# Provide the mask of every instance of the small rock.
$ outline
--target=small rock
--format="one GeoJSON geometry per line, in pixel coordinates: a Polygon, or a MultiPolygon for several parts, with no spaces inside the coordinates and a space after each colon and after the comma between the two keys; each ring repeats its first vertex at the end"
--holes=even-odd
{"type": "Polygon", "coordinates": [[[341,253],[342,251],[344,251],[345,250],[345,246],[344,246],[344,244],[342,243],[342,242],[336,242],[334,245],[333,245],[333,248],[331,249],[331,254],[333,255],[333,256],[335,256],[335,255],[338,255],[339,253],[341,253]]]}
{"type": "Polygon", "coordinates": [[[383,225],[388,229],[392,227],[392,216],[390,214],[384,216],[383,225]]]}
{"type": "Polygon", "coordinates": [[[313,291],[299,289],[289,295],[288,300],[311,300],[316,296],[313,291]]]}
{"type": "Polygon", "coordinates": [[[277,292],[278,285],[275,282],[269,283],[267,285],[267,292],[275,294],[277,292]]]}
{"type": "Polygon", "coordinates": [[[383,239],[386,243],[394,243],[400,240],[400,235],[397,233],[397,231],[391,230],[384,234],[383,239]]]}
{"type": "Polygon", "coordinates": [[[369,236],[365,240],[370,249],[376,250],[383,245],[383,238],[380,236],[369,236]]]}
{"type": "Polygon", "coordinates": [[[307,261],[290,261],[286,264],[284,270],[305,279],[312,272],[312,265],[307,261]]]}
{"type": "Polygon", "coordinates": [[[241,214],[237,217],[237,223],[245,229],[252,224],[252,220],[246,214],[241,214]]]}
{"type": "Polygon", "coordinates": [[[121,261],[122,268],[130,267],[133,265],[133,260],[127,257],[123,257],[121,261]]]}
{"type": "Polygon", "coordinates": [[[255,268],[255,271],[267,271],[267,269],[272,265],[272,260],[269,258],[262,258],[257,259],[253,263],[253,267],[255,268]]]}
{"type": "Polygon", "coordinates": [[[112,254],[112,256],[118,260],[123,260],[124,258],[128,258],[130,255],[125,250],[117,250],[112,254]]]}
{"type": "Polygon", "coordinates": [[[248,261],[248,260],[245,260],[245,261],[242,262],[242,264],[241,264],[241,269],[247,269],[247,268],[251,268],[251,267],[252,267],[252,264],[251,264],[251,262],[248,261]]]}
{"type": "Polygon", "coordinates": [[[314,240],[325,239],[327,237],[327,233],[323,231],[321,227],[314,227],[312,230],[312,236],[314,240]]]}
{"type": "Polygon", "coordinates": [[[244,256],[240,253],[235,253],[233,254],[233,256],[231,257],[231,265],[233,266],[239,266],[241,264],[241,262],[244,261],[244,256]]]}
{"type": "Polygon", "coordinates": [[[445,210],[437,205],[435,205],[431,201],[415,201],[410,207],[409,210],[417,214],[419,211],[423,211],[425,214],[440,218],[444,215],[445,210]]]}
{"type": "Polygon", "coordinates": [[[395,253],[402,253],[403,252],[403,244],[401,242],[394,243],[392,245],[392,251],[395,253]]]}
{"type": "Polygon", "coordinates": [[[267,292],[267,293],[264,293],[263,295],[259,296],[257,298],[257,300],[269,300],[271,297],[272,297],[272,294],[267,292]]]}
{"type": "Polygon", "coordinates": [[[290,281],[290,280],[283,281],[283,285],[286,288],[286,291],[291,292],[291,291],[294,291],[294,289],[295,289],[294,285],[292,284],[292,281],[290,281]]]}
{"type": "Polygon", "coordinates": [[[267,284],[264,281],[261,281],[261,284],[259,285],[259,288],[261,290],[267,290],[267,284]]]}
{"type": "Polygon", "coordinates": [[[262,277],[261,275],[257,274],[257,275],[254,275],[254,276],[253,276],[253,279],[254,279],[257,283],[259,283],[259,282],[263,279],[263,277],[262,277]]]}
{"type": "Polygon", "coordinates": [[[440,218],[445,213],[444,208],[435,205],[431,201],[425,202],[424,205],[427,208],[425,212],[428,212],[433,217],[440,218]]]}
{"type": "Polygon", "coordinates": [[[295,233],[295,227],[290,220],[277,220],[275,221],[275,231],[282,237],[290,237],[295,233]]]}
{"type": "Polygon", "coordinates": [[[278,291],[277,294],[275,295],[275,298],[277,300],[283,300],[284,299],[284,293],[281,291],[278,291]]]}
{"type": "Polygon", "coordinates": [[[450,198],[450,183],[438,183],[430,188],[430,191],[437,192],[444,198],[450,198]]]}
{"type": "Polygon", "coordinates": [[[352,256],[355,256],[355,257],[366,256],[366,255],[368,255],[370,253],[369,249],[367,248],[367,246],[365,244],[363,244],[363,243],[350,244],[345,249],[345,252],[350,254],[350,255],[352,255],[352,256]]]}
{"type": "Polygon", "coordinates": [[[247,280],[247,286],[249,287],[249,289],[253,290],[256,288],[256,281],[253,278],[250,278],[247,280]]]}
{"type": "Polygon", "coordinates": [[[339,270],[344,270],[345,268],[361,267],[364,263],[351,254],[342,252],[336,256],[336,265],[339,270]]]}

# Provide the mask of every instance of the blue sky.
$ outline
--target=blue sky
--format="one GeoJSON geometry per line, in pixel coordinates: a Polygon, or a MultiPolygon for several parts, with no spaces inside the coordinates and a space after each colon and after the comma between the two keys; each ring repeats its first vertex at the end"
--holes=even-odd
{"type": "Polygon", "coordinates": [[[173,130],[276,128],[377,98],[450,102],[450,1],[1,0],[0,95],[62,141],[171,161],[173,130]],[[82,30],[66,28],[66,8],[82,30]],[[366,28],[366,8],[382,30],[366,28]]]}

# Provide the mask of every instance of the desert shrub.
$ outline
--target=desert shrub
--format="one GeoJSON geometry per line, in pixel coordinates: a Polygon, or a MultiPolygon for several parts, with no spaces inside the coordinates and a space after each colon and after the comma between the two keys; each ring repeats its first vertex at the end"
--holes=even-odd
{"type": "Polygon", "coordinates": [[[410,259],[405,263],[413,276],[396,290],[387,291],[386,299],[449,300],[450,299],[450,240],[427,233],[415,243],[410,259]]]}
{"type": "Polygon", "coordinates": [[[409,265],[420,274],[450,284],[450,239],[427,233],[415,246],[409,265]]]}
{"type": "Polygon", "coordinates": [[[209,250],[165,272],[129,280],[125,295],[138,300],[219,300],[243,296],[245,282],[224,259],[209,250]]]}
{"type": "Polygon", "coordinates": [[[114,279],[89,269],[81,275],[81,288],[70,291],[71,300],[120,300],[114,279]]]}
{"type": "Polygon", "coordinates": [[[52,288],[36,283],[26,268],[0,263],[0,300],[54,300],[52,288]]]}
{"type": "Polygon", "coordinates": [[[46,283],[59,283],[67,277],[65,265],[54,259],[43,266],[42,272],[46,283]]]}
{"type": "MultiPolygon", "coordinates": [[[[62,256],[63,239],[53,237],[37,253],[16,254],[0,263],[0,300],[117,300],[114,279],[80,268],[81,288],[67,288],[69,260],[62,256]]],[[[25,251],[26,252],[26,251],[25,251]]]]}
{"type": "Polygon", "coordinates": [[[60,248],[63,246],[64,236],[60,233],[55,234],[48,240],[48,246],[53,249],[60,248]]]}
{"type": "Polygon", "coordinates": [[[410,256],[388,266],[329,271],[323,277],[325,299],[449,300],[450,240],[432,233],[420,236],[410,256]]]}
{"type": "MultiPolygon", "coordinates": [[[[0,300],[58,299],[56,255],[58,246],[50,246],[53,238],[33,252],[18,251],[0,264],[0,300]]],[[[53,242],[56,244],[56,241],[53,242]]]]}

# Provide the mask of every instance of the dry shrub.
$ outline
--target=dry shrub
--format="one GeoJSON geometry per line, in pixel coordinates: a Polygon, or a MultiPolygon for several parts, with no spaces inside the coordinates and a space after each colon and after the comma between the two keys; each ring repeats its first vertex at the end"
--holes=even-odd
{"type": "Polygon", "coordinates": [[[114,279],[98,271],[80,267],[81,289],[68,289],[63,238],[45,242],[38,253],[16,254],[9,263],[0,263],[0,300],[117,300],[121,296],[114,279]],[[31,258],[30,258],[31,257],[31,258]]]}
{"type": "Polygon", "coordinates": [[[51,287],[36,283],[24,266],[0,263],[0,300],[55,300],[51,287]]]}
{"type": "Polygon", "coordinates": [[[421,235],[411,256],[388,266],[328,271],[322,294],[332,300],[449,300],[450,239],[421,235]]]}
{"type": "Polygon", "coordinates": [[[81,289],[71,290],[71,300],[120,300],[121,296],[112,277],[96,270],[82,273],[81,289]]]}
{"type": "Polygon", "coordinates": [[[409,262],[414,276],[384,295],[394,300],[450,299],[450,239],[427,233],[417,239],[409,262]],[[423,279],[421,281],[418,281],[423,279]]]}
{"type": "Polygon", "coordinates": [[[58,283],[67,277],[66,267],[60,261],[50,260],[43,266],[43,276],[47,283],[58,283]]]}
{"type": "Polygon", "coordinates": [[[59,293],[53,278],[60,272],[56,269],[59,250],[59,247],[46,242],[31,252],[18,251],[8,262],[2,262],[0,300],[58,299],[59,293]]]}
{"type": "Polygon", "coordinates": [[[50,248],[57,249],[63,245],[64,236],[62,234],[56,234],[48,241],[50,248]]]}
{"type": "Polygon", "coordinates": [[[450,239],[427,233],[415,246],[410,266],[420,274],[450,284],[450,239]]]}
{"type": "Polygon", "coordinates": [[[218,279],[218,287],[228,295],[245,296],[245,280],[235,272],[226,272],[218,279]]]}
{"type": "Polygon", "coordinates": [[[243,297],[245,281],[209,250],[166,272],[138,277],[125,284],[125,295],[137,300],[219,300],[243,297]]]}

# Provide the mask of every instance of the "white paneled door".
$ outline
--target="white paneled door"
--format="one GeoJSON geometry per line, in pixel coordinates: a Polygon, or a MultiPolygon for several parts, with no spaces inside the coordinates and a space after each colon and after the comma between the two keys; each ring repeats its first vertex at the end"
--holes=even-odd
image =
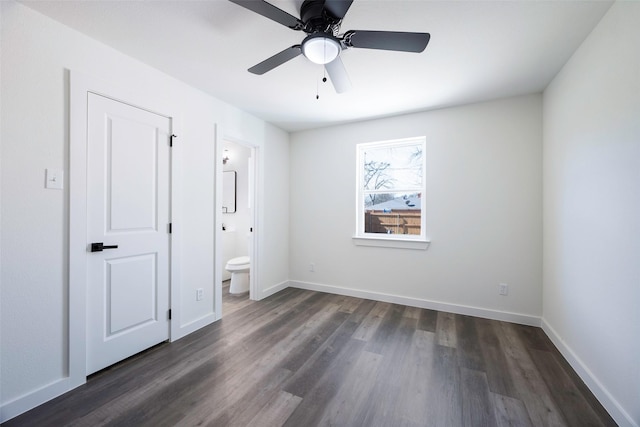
^^^^
**Brief**
In the data above, find each line that uses the string "desert". Copy it.

**Written solution**
# Provide the mask of every instance of the desert shrub.
--target=desert shrub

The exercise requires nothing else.